## Task requirements
**A.** Summarize the passage on the Grail manuscript auction in two sentences.
**B.** In the passage on the Grail manuscript auction, rewrite the paragraph beginning "Written on vellum and decorated with gold leaf" as a bulleted list that keeps its main facts.

## Passage given
######

Expected to fetch up to $2.7 million, the illuminated manuscript, which dates from the 13th or 14th century, is one of the earliest documents to narrate the legend of King Arthur and the search for the holy grail.

Written sometime between 1290 and 1310, the Clermont-Tonnerre Grail is the highlight of an upcoming Valuable Books and Manuscripts auction at Christie’s in July.

The tome contains text in Old French from a series known as the Lancelot-Grail cycle and has been valued at between £1.5 million ($2 million) and £2 million ($2.7 million).

Written on vellum and decorated with gold leaf, the manuscript features 126 “rich illustrations” of the legend that has spawned countless books, films and academic debates, according to Eugenio Donadoni, director of medieval and renaissance manuscripts at Christie’s.

Among the images are some depicting Merlin the magician shape-shifting into different forms and some of the tales of King Arthur and his knights.

It has never been publicly exhibited nor studied in any great detail, according to the auction house.

######

[Dataset rows showing where objects appear]

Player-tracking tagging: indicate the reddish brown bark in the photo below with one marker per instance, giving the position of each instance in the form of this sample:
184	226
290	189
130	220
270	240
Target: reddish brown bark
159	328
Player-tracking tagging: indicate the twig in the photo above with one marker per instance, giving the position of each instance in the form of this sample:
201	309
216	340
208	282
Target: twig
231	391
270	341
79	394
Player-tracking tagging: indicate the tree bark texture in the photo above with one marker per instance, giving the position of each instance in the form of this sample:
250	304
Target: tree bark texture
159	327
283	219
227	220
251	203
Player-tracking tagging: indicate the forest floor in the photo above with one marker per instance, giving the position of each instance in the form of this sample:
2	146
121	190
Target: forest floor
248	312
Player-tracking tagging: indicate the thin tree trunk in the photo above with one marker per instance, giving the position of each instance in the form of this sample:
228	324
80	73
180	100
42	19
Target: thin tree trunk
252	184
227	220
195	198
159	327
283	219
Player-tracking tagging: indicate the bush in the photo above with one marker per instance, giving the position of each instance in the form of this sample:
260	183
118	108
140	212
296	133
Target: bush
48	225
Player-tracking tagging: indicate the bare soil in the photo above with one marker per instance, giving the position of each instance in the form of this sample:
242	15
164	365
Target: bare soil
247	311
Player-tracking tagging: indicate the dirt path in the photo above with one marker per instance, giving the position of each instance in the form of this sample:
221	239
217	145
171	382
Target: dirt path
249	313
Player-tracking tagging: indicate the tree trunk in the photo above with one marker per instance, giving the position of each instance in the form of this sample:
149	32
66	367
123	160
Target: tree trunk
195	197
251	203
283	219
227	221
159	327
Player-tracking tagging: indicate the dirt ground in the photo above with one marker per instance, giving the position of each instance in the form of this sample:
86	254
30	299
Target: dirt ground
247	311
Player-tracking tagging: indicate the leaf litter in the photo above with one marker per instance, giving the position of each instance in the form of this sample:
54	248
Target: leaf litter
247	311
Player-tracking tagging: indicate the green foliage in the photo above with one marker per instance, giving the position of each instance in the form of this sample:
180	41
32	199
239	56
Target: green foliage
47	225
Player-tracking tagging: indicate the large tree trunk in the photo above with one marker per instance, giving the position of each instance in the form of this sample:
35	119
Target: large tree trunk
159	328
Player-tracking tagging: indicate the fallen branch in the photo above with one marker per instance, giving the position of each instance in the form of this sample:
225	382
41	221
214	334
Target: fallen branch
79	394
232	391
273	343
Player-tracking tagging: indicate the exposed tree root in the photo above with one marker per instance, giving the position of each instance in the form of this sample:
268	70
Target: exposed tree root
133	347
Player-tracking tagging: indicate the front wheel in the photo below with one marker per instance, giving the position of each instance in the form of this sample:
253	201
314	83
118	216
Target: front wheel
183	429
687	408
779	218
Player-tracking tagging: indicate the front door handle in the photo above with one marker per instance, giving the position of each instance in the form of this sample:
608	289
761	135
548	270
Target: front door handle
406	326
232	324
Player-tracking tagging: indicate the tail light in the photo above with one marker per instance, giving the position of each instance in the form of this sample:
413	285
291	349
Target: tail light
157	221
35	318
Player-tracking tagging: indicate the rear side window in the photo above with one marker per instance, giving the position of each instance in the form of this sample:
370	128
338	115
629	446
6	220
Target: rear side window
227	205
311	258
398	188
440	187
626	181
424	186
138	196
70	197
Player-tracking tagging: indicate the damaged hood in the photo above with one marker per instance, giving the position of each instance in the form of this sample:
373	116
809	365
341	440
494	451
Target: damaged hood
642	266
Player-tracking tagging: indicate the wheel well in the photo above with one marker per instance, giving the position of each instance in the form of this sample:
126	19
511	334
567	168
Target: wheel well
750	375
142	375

######

## Results by task
**A.** The Clermont-Tonnerre Grail, an illuminated manuscript written between 1290 and 1310 and one of the earliest documents to narrate the legend of King Arthur and the search for the holy grail, is the highlight of a Christie's auction in July and is valued at between £1.5 million ($2 million) and £2 million ($2.7 million). Written in Old French on vellum and decorated with gold leaf, it contains 126 illustrations, including images of Merlin shape-shifting, and it has never been publicly exhibited or studied in any great detail.

**B.**
- Material: vellum, decorated with gold leaf
- Illustrations: 126 "rich illustrations" of the legend
- The legend has spawned countless books, films and academic debates
- Source: Eugenio Donadoni, director of medieval and renaissance manuscripts at Christie's